• [Work request]:
Output exactly the lines spanning from the line containing "In the photo above, where can the arcade" to the last line of the entries, inclusive.

Data shown Block Start

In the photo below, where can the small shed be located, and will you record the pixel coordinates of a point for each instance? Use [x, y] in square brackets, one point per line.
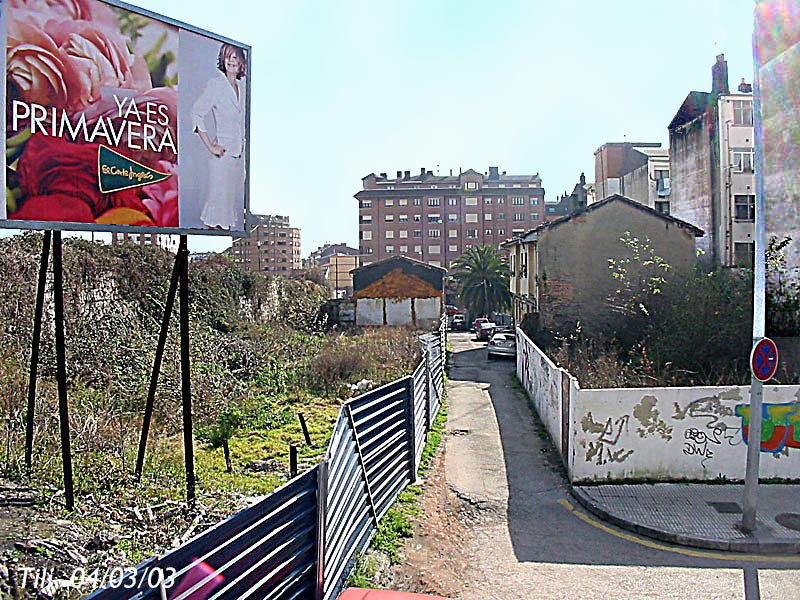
[398, 291]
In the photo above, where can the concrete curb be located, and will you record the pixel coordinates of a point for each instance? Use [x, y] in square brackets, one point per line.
[756, 544]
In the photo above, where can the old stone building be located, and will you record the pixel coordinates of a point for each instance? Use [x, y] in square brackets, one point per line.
[560, 271]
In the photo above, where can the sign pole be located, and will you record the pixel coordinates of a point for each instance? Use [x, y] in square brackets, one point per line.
[750, 500]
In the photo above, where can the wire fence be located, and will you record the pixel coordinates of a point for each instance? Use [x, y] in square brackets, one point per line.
[302, 540]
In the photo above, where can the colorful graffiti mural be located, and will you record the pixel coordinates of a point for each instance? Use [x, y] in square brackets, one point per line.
[780, 425]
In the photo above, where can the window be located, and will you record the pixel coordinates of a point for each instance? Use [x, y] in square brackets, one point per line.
[743, 254]
[744, 207]
[742, 112]
[742, 160]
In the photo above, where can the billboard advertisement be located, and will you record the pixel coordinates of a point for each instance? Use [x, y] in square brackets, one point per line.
[777, 60]
[121, 120]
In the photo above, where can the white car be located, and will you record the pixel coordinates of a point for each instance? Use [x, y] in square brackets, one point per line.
[502, 344]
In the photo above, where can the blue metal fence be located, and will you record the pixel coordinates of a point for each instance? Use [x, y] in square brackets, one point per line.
[302, 540]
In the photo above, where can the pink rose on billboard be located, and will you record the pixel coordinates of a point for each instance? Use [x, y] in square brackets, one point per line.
[59, 178]
[99, 57]
[161, 198]
[72, 10]
[35, 67]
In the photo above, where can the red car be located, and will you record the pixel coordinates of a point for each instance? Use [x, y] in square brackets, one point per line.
[359, 594]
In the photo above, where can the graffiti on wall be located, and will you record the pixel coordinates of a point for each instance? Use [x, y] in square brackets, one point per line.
[780, 425]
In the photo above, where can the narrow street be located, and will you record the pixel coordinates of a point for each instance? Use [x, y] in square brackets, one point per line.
[499, 522]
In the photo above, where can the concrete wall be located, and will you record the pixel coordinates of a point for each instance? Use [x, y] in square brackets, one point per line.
[691, 195]
[663, 434]
[658, 434]
[574, 276]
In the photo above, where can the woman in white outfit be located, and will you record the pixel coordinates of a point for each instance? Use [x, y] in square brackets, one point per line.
[223, 99]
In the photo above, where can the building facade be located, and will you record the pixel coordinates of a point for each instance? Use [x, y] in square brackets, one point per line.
[165, 241]
[434, 219]
[560, 272]
[636, 170]
[273, 246]
[337, 261]
[713, 183]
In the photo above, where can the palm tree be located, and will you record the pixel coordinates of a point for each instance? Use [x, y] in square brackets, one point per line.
[482, 275]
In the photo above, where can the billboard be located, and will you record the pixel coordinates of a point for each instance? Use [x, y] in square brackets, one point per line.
[121, 120]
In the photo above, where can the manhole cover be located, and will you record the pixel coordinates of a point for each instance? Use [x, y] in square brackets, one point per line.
[727, 508]
[789, 520]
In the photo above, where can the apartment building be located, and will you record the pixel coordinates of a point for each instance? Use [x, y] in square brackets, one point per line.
[273, 246]
[435, 218]
[636, 170]
[713, 182]
[166, 241]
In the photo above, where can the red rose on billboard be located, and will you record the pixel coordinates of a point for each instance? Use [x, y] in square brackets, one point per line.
[59, 178]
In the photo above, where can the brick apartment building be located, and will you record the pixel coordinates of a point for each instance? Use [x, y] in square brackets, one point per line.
[435, 218]
[272, 247]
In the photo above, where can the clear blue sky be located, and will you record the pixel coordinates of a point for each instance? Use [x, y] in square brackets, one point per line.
[343, 88]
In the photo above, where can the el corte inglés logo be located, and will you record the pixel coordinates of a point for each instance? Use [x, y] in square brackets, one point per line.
[117, 172]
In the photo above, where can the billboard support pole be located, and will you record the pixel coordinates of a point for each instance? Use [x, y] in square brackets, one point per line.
[750, 496]
[186, 388]
[61, 370]
[162, 342]
[37, 336]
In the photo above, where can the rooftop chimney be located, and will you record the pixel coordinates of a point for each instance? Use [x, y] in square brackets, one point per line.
[719, 77]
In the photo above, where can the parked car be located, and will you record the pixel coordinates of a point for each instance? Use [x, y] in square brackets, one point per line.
[485, 331]
[502, 344]
[476, 324]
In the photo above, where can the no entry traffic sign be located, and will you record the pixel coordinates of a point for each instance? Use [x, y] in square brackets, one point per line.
[764, 360]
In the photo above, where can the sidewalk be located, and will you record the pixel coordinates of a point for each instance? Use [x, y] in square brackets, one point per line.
[701, 515]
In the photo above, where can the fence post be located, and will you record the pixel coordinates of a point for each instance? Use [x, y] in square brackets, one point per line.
[411, 431]
[322, 518]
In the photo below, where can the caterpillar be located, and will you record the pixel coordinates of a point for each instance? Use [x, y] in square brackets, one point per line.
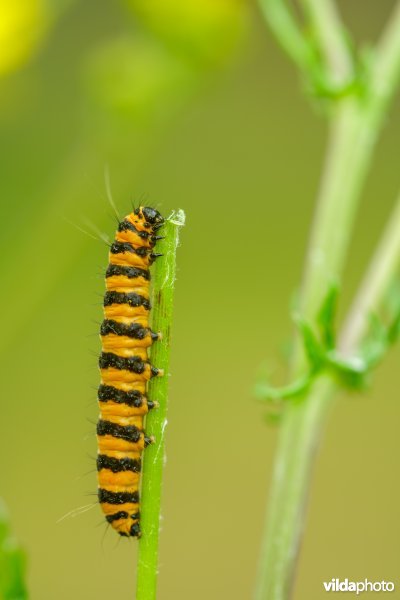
[125, 369]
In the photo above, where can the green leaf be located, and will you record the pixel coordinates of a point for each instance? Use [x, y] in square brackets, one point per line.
[313, 349]
[12, 562]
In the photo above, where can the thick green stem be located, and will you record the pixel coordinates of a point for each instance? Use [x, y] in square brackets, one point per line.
[153, 462]
[355, 126]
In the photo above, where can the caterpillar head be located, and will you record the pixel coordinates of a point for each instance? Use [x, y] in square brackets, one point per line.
[148, 218]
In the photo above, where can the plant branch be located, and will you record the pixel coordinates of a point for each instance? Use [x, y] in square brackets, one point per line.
[153, 462]
[287, 32]
[331, 39]
[355, 126]
[377, 281]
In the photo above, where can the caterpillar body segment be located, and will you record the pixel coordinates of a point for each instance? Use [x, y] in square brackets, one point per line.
[125, 369]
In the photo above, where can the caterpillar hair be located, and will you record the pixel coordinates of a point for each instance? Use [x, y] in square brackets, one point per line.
[125, 369]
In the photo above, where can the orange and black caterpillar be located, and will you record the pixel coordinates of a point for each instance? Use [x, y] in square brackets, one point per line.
[125, 369]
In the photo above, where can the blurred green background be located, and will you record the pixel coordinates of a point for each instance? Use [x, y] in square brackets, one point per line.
[193, 106]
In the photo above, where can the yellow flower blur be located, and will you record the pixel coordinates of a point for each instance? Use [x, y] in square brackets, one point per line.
[22, 26]
[205, 30]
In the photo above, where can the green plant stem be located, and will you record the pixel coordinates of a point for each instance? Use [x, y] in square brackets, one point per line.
[330, 36]
[380, 274]
[355, 126]
[287, 31]
[153, 462]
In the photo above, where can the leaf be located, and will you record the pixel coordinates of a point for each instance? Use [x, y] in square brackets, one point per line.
[314, 352]
[12, 562]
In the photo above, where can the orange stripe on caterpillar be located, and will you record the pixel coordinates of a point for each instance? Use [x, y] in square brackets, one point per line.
[125, 369]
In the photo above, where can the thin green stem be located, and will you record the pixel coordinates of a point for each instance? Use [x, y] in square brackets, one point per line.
[356, 123]
[287, 32]
[331, 39]
[156, 421]
[379, 276]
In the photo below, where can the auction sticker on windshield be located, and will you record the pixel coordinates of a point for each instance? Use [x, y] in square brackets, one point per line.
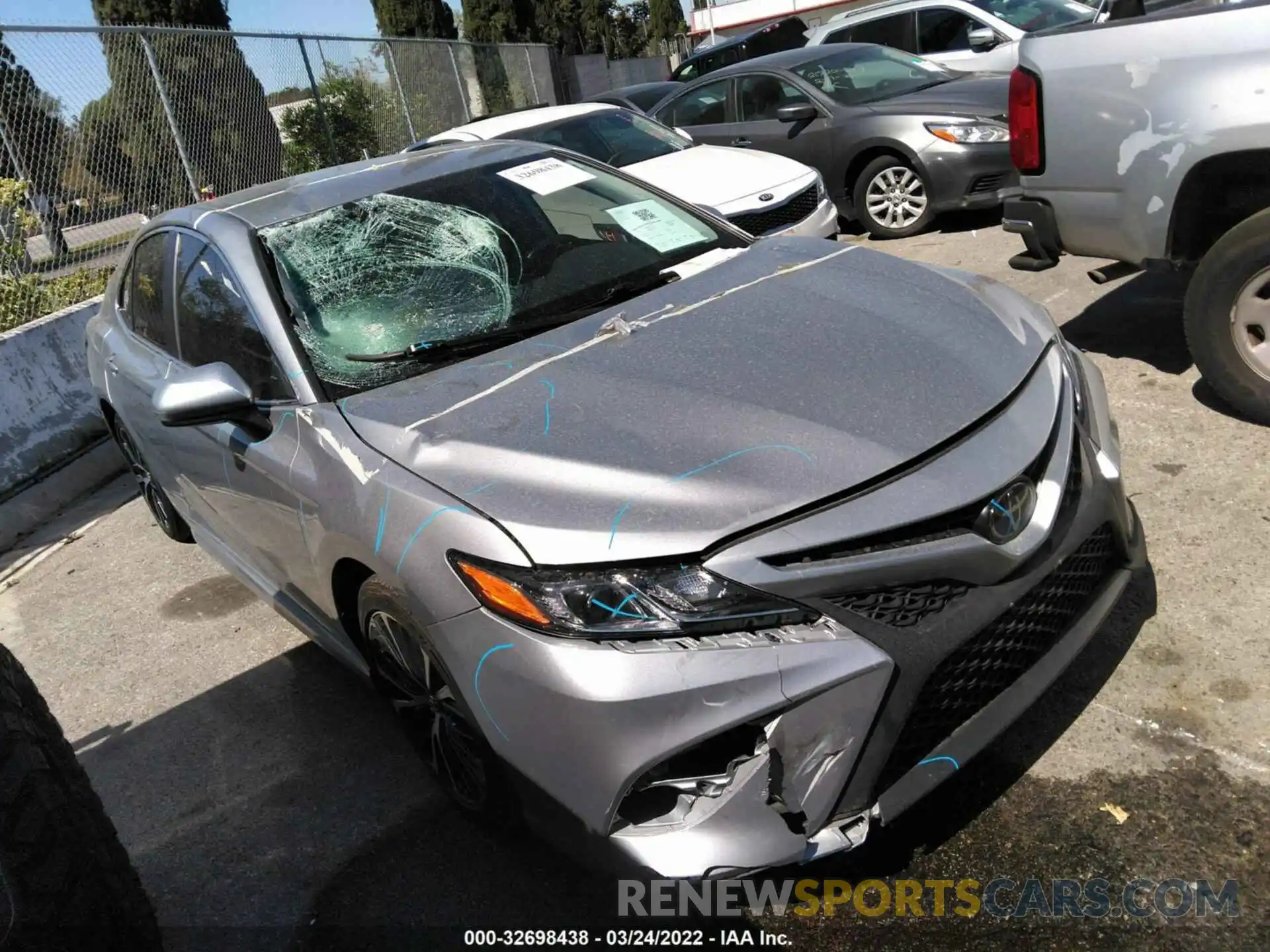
[656, 225]
[546, 175]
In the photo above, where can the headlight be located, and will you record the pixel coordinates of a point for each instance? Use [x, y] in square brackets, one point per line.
[624, 603]
[969, 132]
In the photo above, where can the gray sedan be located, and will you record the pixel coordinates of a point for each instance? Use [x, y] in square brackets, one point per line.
[709, 551]
[897, 139]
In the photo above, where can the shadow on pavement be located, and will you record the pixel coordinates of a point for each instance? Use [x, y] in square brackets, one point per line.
[1140, 319]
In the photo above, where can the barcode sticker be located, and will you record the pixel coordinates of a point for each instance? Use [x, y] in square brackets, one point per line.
[657, 225]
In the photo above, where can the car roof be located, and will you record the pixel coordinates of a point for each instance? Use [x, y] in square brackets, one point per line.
[622, 92]
[784, 60]
[740, 38]
[498, 126]
[271, 204]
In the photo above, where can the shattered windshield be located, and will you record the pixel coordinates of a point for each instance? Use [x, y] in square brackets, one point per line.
[867, 74]
[1037, 15]
[494, 251]
[614, 136]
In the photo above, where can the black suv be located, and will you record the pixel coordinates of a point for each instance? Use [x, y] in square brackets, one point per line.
[773, 38]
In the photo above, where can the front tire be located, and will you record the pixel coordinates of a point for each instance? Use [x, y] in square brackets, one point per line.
[160, 507]
[892, 200]
[66, 880]
[408, 670]
[1227, 317]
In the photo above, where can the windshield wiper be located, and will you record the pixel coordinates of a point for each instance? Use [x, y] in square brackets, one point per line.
[441, 349]
[429, 350]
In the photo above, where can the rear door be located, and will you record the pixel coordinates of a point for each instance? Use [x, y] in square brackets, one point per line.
[759, 97]
[705, 111]
[241, 474]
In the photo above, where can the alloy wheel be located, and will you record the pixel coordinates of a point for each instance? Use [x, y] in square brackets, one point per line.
[417, 688]
[896, 197]
[1250, 323]
[157, 500]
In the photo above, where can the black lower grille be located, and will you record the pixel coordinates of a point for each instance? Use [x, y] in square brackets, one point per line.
[902, 606]
[779, 218]
[986, 183]
[977, 672]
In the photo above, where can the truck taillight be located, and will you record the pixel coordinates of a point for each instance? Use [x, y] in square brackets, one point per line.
[1027, 146]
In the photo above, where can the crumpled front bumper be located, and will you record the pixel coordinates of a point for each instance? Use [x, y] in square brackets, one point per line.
[820, 715]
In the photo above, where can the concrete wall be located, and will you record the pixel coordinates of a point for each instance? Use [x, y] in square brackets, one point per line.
[595, 73]
[48, 411]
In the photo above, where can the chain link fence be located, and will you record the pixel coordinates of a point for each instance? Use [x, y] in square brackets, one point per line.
[105, 127]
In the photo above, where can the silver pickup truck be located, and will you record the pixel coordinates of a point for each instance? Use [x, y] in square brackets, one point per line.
[1147, 141]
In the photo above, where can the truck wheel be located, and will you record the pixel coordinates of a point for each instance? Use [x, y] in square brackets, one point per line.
[892, 200]
[1227, 317]
[66, 880]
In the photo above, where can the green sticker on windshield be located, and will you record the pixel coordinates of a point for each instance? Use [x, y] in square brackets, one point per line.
[657, 225]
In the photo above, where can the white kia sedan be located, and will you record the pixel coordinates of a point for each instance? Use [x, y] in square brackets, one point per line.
[759, 192]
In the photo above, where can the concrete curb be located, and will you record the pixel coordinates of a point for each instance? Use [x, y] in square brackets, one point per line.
[77, 476]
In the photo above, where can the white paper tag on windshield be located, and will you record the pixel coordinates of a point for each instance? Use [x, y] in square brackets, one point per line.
[656, 225]
[546, 175]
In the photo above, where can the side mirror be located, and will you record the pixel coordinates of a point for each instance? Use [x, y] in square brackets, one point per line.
[984, 40]
[798, 112]
[204, 395]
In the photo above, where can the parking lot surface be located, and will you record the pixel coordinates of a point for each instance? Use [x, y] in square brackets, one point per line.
[261, 787]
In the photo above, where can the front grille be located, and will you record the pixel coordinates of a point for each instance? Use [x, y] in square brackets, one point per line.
[977, 672]
[986, 183]
[779, 218]
[902, 606]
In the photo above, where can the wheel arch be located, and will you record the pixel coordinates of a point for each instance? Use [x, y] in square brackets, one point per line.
[1217, 194]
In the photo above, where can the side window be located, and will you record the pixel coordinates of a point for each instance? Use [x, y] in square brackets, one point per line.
[704, 106]
[944, 31]
[762, 95]
[216, 324]
[886, 31]
[149, 294]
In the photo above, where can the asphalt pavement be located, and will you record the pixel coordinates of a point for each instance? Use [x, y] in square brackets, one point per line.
[266, 795]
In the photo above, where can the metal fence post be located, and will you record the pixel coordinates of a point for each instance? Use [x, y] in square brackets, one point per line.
[534, 80]
[321, 113]
[459, 84]
[397, 78]
[172, 117]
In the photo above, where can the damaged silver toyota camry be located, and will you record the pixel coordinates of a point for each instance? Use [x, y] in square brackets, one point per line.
[700, 553]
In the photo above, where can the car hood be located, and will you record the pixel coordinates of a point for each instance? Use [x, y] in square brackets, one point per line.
[788, 374]
[726, 179]
[980, 95]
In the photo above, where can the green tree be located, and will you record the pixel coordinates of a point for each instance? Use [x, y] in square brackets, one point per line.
[414, 18]
[665, 19]
[360, 113]
[34, 143]
[219, 103]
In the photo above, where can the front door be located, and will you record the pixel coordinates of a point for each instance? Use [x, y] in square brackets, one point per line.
[243, 474]
[704, 111]
[810, 141]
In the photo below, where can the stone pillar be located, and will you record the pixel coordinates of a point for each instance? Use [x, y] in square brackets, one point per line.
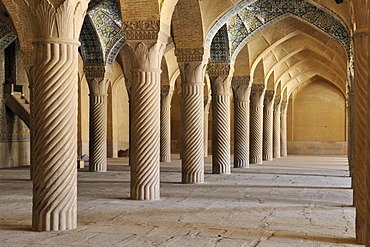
[207, 102]
[144, 59]
[192, 70]
[276, 133]
[96, 77]
[361, 112]
[241, 91]
[54, 106]
[256, 123]
[268, 125]
[283, 129]
[28, 59]
[166, 96]
[220, 75]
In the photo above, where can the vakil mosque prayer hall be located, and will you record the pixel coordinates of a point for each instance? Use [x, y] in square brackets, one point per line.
[184, 123]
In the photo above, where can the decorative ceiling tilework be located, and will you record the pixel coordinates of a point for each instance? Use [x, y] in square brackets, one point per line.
[91, 50]
[220, 46]
[105, 32]
[248, 20]
[7, 36]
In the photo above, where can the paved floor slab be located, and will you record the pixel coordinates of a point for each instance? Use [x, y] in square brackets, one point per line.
[294, 201]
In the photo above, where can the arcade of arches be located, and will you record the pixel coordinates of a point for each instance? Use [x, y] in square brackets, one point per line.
[247, 81]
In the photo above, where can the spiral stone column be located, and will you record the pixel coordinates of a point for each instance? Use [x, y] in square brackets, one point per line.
[145, 60]
[220, 75]
[207, 101]
[283, 129]
[54, 89]
[96, 77]
[276, 134]
[268, 124]
[241, 91]
[192, 75]
[361, 183]
[165, 143]
[256, 123]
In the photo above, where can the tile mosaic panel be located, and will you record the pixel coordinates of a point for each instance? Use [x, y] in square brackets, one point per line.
[248, 20]
[106, 38]
[220, 46]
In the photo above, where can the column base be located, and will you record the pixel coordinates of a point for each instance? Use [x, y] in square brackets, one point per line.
[241, 164]
[255, 160]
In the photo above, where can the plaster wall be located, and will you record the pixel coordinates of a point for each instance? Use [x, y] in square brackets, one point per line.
[317, 121]
[14, 134]
[117, 113]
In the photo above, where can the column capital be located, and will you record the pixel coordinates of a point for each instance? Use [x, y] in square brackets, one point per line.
[257, 88]
[207, 100]
[277, 100]
[166, 95]
[190, 54]
[141, 30]
[166, 90]
[219, 69]
[269, 95]
[97, 79]
[240, 81]
[220, 86]
[51, 20]
[284, 105]
[97, 71]
[192, 72]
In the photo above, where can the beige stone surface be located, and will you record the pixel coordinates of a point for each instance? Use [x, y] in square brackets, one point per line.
[295, 201]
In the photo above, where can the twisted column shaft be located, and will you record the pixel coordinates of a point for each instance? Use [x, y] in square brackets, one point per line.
[98, 86]
[361, 150]
[220, 126]
[193, 125]
[283, 129]
[55, 137]
[145, 124]
[165, 143]
[241, 91]
[276, 134]
[98, 133]
[256, 124]
[268, 121]
[207, 102]
[54, 113]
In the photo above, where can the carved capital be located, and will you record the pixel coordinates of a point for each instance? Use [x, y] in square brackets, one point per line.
[277, 101]
[269, 95]
[220, 86]
[219, 69]
[192, 72]
[241, 93]
[284, 105]
[240, 81]
[54, 21]
[166, 90]
[189, 54]
[143, 56]
[92, 72]
[141, 30]
[207, 100]
[258, 88]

Data shown Block End

• [Result for this exercise]:
In the photo above, where can the arcade of arches be located, and will you record the pixel coordinates of a point for each instance? Use [x, y] in square brackets, one point per line.
[247, 81]
In the photo above, where can the spiral stone column be located, and will you record the pixel coordinates of a point for each instance? Use [x, y] in square brackets, one point per line.
[145, 60]
[220, 75]
[207, 101]
[283, 129]
[54, 89]
[96, 77]
[276, 134]
[268, 124]
[241, 91]
[192, 75]
[361, 183]
[165, 143]
[256, 123]
In the photo above, where can the tile mosaic panel be located, and will you record the pixel coordinates of a point for each instance? Use [x, y] in square brackets, one point per line.
[248, 20]
[106, 38]
[220, 46]
In the photo above, where can the column base be located, and will you record the pixel coordinates of a point for each instance? Use [x, y] in square brackets, one point per line.
[241, 164]
[255, 160]
In the photo above, where can the plaster wall be located, and will you record the pixel coordinates of a point for each instance? Use [x, y] in square brackets, one point per line.
[317, 121]
[14, 134]
[117, 113]
In the photo above, where can the column capital be located, and will you record the pixel coordinates of a point for each instance? Use [x, y] in square brackets, one point per line.
[257, 88]
[207, 100]
[277, 100]
[166, 95]
[190, 54]
[141, 30]
[166, 90]
[219, 69]
[269, 95]
[97, 79]
[240, 81]
[220, 86]
[51, 20]
[284, 105]
[97, 71]
[192, 72]
In the photo above, where can the beige stone surface be located, and will you record the pixel coordinates of a point for each instance? Use [x, y] in square brackets, one point per line.
[295, 201]
In the photo above, where can the twisted column shaft be located, and will you record the pixel coordinates of a point for each instance? Use [x, y] in square brackets, one point per line.
[98, 86]
[361, 150]
[220, 126]
[193, 125]
[283, 129]
[55, 137]
[145, 124]
[165, 143]
[241, 91]
[276, 134]
[98, 133]
[256, 124]
[268, 121]
[207, 102]
[54, 113]
In the photo above, where can the carved capital be located, and will you record the pixel coordinates of a point for each instance? Use [x, y] in square brackets, one point per line.
[277, 101]
[269, 95]
[220, 86]
[219, 69]
[192, 72]
[241, 93]
[284, 105]
[240, 81]
[54, 21]
[166, 90]
[189, 54]
[143, 56]
[92, 72]
[141, 30]
[207, 100]
[258, 88]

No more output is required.